Cultural tours

In 1980, UNESCO acknowledged the Lower Omo Valley as a World Heritage Site in respect to its special cultural and physical significance to the world at large. So many diverse tribes and communities exist in this valley unlike anywhere in the world. Carlo Conti Rossini, the first foreigner to visit the area described the land as a “Museum of People”. It has been a crossroads for humans migrating in many directions over many millennia.

Paleontologists have discovered precious remnants of our shared heritage: the oldest known remains of anatomically modern human, who hunted and gathered here an estimated 195,000 years ago. DNA analysis suggests that every person now living is related to a single woman from the Omo Valley, some of whose descendants left the Horn of Africa during a period of climate change and migrated between 60,000 and 120,000 years ago, Over 200,000 Omo pastoralists, cultivators, and hunters still follow the ancient lifestyles. Tribes such as Bodi (Me’en), Daasanach, Kara (or Karo), Kwegu (or Muguji), Mursi and Nyangatom live along the Omo River and other tribes such as the Hamar, Chai, Suri, Turkana, Ari and Bannalive further from the river but have a network of inter-ethnic alliances.

+===+

» **Exercise set**:
1 - In the text about the Lower Omo Valley, list every tribe named as living along the Omo River.
2 - Write the next paragraph of the text about the Lower Omo Valley.

» **Data for review**:
+===+

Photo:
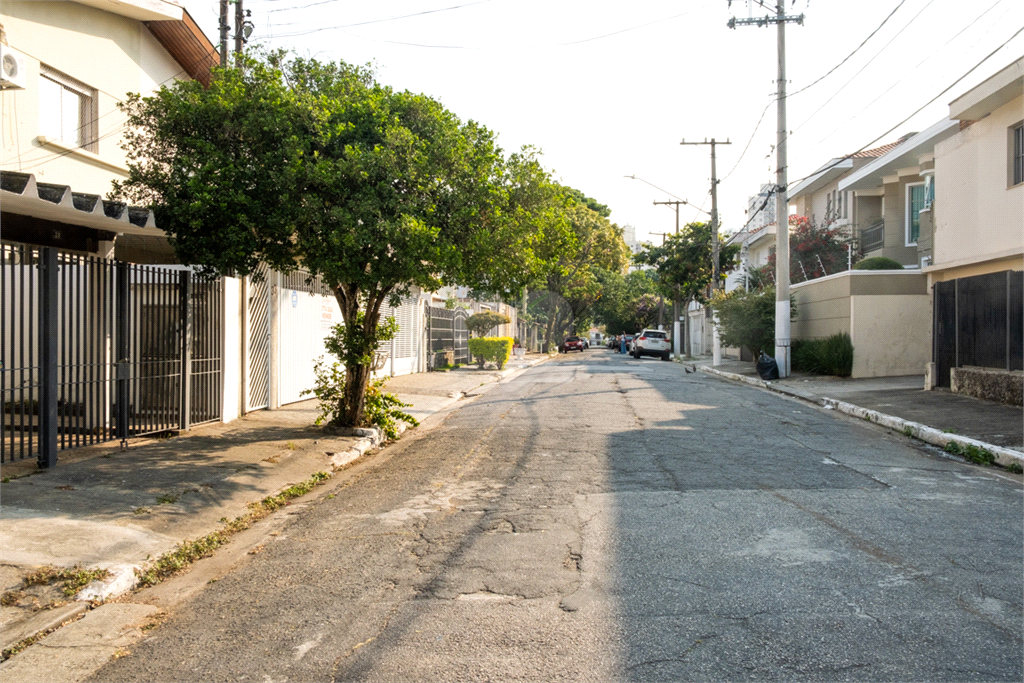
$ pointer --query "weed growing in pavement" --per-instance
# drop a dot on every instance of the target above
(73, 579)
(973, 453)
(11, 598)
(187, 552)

+===+

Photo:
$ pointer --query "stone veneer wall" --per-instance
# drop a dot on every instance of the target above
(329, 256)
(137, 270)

+===+

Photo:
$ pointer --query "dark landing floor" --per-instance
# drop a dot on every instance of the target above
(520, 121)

+===+

» **Answers to the exercises**:
1 - Bodi (Me'en), Daasanach, Kara (or Karo), Kwegu (or Muguji), Mursi, Nyangatom

2 -
Men, women, and children ritually decorate themselves to express status and tribal identity They coat their hair with animal fat and clay, practice scarification of their limbs and torsos, wear hand-made jewelry consisting of beads, bone, and metal, and regularly painting their whole bodies with white minerals, black charcoal, and red and yellow ochre. The incredible survival of these traditions and genuine rituals such as bull jumping, kale (body fat contest) and stick fighting is still present amongst the various tribes and can be witnessed.